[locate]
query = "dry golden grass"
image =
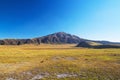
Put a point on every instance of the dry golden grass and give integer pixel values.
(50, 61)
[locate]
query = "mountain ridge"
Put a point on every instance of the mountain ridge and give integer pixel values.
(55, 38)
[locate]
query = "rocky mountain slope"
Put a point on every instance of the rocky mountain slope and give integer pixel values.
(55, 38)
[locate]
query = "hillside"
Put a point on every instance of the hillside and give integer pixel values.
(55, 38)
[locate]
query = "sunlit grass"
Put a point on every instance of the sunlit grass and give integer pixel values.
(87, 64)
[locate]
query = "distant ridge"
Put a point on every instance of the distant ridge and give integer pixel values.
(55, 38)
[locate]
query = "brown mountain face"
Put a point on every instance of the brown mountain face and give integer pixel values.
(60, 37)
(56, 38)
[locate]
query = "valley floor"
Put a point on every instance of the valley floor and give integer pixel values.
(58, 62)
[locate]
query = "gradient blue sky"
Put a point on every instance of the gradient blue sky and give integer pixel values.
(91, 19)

───

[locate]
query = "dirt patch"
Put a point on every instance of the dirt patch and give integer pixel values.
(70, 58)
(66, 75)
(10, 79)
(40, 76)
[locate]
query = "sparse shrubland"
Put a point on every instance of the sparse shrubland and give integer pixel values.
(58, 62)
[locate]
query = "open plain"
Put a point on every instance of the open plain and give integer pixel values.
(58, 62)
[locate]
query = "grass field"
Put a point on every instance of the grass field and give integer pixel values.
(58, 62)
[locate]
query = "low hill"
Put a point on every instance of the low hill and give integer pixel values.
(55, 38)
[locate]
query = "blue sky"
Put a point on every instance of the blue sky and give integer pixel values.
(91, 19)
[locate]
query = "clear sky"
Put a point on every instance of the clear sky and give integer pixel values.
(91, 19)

───

| Task instructions |
Tally the lines in the rows above that contain the string "plain", with case counting. Reply with only the number.

| Reply |
2